Repeat the lines below word for word, starting at the line containing "An instance of" and ending at the line containing "445 351 L 499", with both of those lines included.

--- Begin Entries provided ---

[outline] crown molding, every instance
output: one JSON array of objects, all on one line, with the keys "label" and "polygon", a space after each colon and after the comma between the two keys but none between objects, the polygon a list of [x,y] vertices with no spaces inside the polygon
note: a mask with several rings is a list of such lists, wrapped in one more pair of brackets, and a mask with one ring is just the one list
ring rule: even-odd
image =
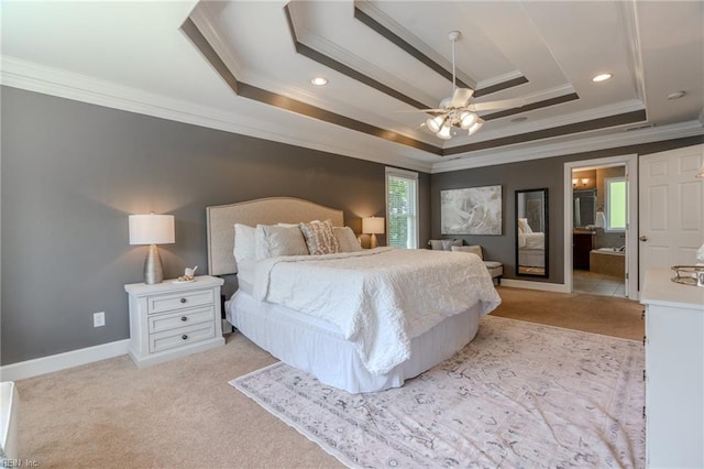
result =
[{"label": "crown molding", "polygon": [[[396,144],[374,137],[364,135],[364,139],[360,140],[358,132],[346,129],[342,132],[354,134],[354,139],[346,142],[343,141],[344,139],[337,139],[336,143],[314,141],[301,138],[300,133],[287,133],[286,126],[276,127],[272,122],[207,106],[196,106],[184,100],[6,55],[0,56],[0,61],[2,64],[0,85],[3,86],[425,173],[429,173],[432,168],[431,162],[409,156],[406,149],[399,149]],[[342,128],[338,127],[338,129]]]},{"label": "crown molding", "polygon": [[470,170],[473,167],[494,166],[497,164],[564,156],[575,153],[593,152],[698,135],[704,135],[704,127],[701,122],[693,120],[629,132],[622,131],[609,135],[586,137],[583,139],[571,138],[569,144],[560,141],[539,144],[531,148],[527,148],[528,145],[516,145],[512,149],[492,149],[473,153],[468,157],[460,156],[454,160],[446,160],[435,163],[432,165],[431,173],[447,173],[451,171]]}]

--- End Entries provided ---
--- Begin Entries provided ---

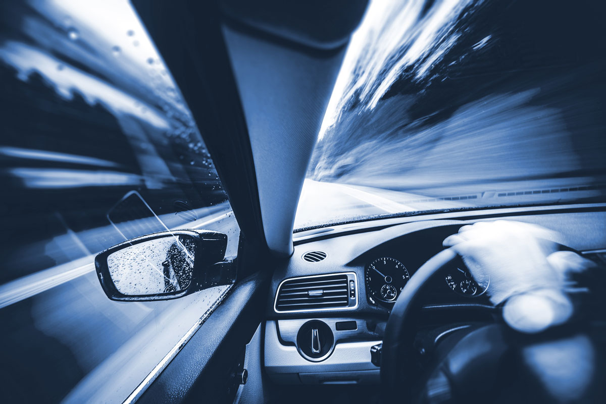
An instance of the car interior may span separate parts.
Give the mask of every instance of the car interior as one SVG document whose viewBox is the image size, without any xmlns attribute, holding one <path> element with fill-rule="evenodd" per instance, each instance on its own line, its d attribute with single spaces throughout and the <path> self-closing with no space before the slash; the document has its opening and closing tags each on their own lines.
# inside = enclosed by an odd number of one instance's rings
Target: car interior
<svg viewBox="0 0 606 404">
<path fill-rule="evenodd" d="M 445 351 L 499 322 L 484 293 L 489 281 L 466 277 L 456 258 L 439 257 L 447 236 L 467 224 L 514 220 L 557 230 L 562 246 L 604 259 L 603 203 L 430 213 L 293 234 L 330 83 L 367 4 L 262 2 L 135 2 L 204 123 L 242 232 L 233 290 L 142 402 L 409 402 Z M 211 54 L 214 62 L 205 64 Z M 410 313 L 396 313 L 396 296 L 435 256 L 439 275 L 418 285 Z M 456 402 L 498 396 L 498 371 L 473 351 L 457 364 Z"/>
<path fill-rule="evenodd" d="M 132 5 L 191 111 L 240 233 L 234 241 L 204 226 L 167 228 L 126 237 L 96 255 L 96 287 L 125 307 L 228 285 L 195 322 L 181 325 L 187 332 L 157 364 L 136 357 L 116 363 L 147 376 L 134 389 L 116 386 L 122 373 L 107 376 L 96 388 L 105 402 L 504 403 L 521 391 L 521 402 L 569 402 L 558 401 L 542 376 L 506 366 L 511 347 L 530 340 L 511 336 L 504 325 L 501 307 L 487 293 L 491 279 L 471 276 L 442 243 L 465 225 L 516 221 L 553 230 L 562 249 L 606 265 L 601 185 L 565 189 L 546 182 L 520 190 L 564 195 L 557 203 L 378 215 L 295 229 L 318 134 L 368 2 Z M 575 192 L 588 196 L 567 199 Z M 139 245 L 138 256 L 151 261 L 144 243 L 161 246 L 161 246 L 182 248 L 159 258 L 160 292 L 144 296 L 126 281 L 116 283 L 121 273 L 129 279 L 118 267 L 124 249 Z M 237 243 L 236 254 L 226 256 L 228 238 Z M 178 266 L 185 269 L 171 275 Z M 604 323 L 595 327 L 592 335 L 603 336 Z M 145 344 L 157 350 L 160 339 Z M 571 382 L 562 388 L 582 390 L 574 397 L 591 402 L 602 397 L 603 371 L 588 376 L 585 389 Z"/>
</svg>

--- End Entries provided ---

Task result:
An instance of the car interior may span separate parts.
Give the mask of every instance of the car interior as one SVG document whose viewBox is the image size, without any xmlns attribute, holding one <path> element with fill-rule="evenodd" per instance, each instance on its own line, its d attribute with single spaces throughout and the <path> self-closing with no space before the slash; the document has its opening and closing tags each on their own lines.
# inside = enclosed by an odd number of one instance's rings
Target: car interior
<svg viewBox="0 0 606 404">
<path fill-rule="evenodd" d="M 445 351 L 499 322 L 484 293 L 489 281 L 466 277 L 456 258 L 439 257 L 447 236 L 467 224 L 514 220 L 557 230 L 562 246 L 604 259 L 603 203 L 430 213 L 293 234 L 330 83 L 367 4 L 262 2 L 135 2 L 204 123 L 242 232 L 233 290 L 142 402 L 409 402 Z M 211 54 L 214 62 L 205 64 Z M 410 313 L 396 313 L 396 296 L 435 256 L 439 275 L 418 285 Z M 456 402 L 498 396 L 498 371 L 473 351 L 457 364 Z"/>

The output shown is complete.